**Task statement:**
Give back all the records exactly, keeping every line whole.
---
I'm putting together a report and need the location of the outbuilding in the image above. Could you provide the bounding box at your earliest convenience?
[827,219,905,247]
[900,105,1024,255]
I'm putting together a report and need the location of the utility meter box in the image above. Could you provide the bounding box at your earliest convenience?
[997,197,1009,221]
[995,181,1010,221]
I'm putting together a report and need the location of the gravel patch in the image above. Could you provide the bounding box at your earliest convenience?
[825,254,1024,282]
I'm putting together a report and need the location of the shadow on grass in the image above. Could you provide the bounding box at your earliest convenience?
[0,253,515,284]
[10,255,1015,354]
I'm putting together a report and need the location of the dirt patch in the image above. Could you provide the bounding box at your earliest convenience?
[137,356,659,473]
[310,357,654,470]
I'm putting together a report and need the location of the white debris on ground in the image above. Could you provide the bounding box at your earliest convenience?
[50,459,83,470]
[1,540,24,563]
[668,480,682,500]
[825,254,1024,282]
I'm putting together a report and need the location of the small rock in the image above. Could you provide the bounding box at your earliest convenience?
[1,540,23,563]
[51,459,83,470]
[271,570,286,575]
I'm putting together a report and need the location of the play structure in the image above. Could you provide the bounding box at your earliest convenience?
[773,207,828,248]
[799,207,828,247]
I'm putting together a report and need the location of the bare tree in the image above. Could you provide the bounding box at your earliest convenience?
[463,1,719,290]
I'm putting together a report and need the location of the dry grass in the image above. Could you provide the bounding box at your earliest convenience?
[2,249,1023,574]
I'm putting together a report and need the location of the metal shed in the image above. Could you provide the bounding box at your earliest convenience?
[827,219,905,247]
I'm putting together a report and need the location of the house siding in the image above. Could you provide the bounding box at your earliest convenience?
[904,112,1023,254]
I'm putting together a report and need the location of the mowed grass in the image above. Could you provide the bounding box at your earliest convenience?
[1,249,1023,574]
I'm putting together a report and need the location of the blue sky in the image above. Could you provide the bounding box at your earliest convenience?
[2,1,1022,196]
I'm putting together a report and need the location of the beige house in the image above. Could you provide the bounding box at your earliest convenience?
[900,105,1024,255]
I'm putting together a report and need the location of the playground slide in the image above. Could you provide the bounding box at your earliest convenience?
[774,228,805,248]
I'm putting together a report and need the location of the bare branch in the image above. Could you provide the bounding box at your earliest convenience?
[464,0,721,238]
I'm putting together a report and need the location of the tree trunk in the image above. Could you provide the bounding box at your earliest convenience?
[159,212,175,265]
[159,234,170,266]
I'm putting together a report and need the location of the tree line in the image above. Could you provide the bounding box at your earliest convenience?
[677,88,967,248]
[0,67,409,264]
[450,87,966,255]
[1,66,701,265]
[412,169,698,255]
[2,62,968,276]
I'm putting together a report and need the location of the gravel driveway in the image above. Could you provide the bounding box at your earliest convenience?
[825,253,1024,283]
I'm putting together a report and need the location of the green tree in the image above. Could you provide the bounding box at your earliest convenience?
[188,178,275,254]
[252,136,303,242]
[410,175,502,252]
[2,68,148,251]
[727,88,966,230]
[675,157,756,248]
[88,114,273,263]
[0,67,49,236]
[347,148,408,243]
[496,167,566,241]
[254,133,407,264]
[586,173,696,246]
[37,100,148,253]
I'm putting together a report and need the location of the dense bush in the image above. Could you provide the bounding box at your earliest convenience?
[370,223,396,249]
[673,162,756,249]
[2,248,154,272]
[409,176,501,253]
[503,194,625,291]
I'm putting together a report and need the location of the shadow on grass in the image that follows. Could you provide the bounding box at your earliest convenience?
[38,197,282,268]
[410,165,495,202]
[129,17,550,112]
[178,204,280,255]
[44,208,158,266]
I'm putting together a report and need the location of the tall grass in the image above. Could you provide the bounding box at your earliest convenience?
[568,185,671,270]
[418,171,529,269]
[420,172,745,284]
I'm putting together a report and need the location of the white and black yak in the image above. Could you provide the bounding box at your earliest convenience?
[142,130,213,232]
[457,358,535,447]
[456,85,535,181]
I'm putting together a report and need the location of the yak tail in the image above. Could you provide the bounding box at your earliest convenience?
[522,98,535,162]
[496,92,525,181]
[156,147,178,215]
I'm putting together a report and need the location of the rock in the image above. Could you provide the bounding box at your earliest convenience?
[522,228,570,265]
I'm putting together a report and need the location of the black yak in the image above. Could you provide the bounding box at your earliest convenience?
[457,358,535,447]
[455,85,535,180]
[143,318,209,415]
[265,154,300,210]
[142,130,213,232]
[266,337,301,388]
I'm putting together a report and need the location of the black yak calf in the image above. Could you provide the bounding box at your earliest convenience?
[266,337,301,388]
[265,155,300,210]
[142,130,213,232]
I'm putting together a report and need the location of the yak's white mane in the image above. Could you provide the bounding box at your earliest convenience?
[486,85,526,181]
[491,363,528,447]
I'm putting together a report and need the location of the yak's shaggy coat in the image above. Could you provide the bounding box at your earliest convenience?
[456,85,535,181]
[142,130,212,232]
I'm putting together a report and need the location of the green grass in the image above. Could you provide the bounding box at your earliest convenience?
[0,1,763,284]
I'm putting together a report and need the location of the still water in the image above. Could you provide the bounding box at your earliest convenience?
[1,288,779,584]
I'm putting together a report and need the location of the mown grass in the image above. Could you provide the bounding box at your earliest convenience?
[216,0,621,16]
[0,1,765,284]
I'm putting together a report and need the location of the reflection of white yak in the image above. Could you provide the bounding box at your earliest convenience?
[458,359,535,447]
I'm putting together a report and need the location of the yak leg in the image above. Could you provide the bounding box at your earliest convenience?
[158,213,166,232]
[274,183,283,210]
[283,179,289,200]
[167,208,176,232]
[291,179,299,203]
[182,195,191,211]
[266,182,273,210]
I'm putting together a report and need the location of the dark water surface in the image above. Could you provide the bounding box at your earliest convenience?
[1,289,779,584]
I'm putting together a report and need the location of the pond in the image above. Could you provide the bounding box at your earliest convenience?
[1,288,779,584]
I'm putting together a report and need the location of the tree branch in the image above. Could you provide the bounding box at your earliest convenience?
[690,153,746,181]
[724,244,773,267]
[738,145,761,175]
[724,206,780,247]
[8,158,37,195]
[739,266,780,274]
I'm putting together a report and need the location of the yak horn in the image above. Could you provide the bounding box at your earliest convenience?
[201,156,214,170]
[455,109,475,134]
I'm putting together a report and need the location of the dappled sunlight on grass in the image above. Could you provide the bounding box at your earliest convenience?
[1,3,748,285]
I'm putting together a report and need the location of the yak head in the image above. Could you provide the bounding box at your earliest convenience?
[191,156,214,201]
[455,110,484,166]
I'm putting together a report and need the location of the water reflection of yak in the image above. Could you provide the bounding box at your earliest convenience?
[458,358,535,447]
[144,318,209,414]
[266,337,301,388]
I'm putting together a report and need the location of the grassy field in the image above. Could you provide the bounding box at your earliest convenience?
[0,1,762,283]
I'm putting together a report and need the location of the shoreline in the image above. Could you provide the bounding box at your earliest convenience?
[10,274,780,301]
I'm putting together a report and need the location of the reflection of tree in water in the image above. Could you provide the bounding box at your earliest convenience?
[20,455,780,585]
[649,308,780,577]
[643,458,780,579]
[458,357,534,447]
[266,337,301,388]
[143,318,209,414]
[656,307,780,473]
---
**Response:**
I'm putting together a report and need the location of the outbuilding in the image above. Could you provide the bounding box at your earliest convenience?
[827,219,905,247]
[900,105,1024,255]
I'm putting together a report and need the location of the utility meter box in the image above. Could you provide the bounding box at your earliest convenience?
[997,197,1009,221]
[995,181,1010,221]
I'm putting together a report and need the location of the gravel patch in the image above. Could you provide the bounding box at your earliest convenience?
[825,254,1024,282]
I'm putting together a report and need the location of the shadow on grass in the image above. Could you provide the bounding box at your earliest convenience?
[0,253,515,284]
[10,255,1015,354]
I'm putting together a report and need the location of the dirt patch in the image above. Could you provide the bounding box at your earliest convenience?
[137,356,659,473]
[310,357,654,470]
I'm putting together a report and need the location of the white debris on ground in the image above. Could you provide the bounding box at your earliest convenience?
[50,459,83,470]
[1,540,24,563]
[668,480,682,500]
[825,254,1024,282]
I'm putting together a report and need the location of the small rock in the image above. Could you provide the bounding box at your earliest convenience?
[1,540,23,563]
[51,459,83,470]
[271,570,286,575]
I'm putting together a report and need the location of the play structure in the image above. Could you provide the bounding box at your earliest convenience?
[773,207,828,248]
[799,207,828,247]
I'm putting together a report and need the location of the bare tree in the image above. Could you provide the bounding box at your earliest convenience?
[463,1,719,290]
I'm putting together a report and need the location of the dry grass in the image above. Could you provide the bounding box at your earliest convenience?
[2,249,1023,574]
I'm putting together a report and need the location of the metal shed in the image above. Could you provide the bounding box at your earliest convenience?
[827,219,905,247]
I'm putting together a report and need the location of the house siding in the image above. Could you provide the bounding box at your earliest convenience?
[904,112,1023,254]
I'm putting together a report and need the location of the mowed grass in the image above. Could you provide the bounding box at your earliest convenience?
[1,249,1023,574]
I'm putting together a report and need the location of the blue sky in the image above. Could you provide the bounding box at your earliest convenience?
[2,1,1022,196]
I'm putting together a report and need the location of the beige house in the image above. Could you provide the bounding box at your earliest convenience?
[900,105,1024,255]
I'm putting together a report and need the location of the playground slide in the image above. Could you provide the bounding box at your earliest convenience?
[774,228,805,248]
I'm putting together a report and need the location of the bare branch in the image above. Could you provide the bounding box at your earliest convenience?
[464,0,721,238]
I'm putting together a report and need the location of the tree trunk in the image above. Could you provide the bounding box at your earliest convenience?
[159,212,175,265]
[159,234,170,266]
I'm putting together a report and need the location of the tree line in the image above. Could you provide the bounding box at your earliest convenience?
[677,88,967,248]
[0,67,409,264]
[450,87,966,255]
[1,66,701,265]
[412,169,698,255]
[2,62,968,276]
I'm putting together a report and need the location of the gravel driveway in the image above. Could you provide the bounding box at your earliest convenience?
[825,253,1024,283]
I'm putting together a report and need the location of the green tree in the image above. Could you provide the bounding box at your earliest convenience?
[188,178,275,254]
[252,136,303,242]
[410,175,502,252]
[2,68,148,251]
[727,88,966,230]
[675,157,756,248]
[88,114,273,263]
[0,67,49,236]
[347,148,408,243]
[496,167,566,241]
[254,133,407,264]
[586,173,696,246]
[37,100,148,253]
I'm putting together a report and need the location of the dense bush in the image above. Could you provide the bounding box at your earliest convenience?
[370,223,396,249]
[673,162,756,249]
[2,248,154,272]
[409,176,501,253]
[503,194,625,291]
I'm putting together a report and need the location of the shadow on grass in the image that follows. Could you provide the bounding box at your earliest convenience?
[38,197,282,268]
[410,165,495,202]
[129,17,550,112]
[178,204,280,255]
[44,208,158,266]
I'm putting together a report and need the location of the tall grass in the image above. Could you provide the bounding box at your earliest convenience?
[568,185,671,270]
[418,171,529,269]
[420,172,745,284]
I'm putting together a report and need the location of the white and black yak in the image above. Could you provide the bounding box at your earliest convenience?
[142,130,213,232]
[457,358,535,447]
[456,85,535,181]
I'm putting together a report and need the location of the yak tail in the image above. Could you provide the bounding box at your earliest convenience?
[522,98,535,162]
[496,92,525,181]
[156,147,178,215]
I'm putting together a report and need the location of the rock in the image above. Could you provide the bounding box at your earliest convenience?
[522,228,570,265]
I'm putting together a report and need the location of the black yak in the image above. Could you provide the bounding box at your earliest convenience?
[457,358,535,447]
[455,85,535,180]
[143,318,209,415]
[265,154,300,210]
[142,130,213,232]
[266,337,301,388]
I'm putting together a report and need the location of the black yak calf in the image above. Could you provide the bounding box at your earliest convenience?
[266,337,301,388]
[265,155,300,210]
[142,130,213,232]
I'm putting together a report and need the location of the yak's white mane in the image above. Could you provide the bounding box at your earliest convenience?
[486,85,526,181]
[491,363,528,447]
I'm putting together a report and need the location of the yak's shaggy coat in the image above. Could you provide the bounding box at your earliest convenience?
[456,85,535,181]
[142,130,212,232]
I'm putting together a report and need the location of the green grass in the image above. Could you provide the bounding box at your earliest convenience?
[0,1,763,284]
I'm putting together a report and need the location of the still water in the image above. Could you provide the bounding box at your earliest convenience?
[1,288,779,584]
I'm putting together a report and need the location of the mown grass in the image above. Could you provide the bounding box at your earliest convenience?
[216,0,621,16]
[0,1,765,284]
I'm putting together a report and need the location of the reflection of white yak in the image above. Could you provide the bounding box at your earliest convenience?
[458,359,535,447]
I'm putting together a report and need the location of the yak leg in the image above. Could you provide the bounding box at your earliest convenience?
[158,213,166,232]
[274,183,283,210]
[283,179,289,200]
[167,208,176,232]
[291,179,299,203]
[182,195,191,211]
[266,182,273,210]
I'm putting together a report and need the location of the dark water surface in the image above. Could you provide the bounding box at your earliest convenience?
[1,289,779,584]
I'm putting together a report and need the location of the pond in the image above. Could you provide the bounding box at your earliest convenience?
[1,288,779,584]
I'm putting together a report and need the location of the tree branch in the image above. Could you provide the bounding box at your earliest convenience?
[690,153,746,181]
[724,244,773,267]
[738,145,761,175]
[724,206,780,247]
[8,158,37,195]
[739,266,780,274]
I'm putting together a report and need the location of the yak horn in the image above. Could you provide the bounding box at your earliest convenience?
[201,156,214,170]
[455,109,475,134]
I'm putting together a report and need the location of the dappled sunlight on grass in the image above. Could you provide the bounding box at your earliest convenience?
[1,3,748,285]
I'm putting together a report and need the location of the yak head in the image above. Could you provide the bounding box at your earliest convenience?
[191,156,214,201]
[455,110,484,166]
I'm putting together a report and need the location of the water reflection of yak in the image above. Could you provide the bounding box at your earliest convenience?
[458,358,535,447]
[144,318,209,414]
[266,337,301,388]
I'm putting together a report and need the location of the grassy field in the image above. Could you provide the bounding box at your earliest convenience?
[0,1,762,283]
I'm putting together a report and need the location of the shoreline in the image above. Could you provide the bounding box at your earliest convenience?
[10,274,780,301]
I'm putting together a report and need the location of the reflection of tree in water in the image above. Could you provide the bounding box at your earliest convenience?
[20,455,780,585]
[649,308,780,577]
[643,458,780,579]
[458,357,534,447]
[266,337,301,388]
[143,318,209,414]
[656,307,780,473]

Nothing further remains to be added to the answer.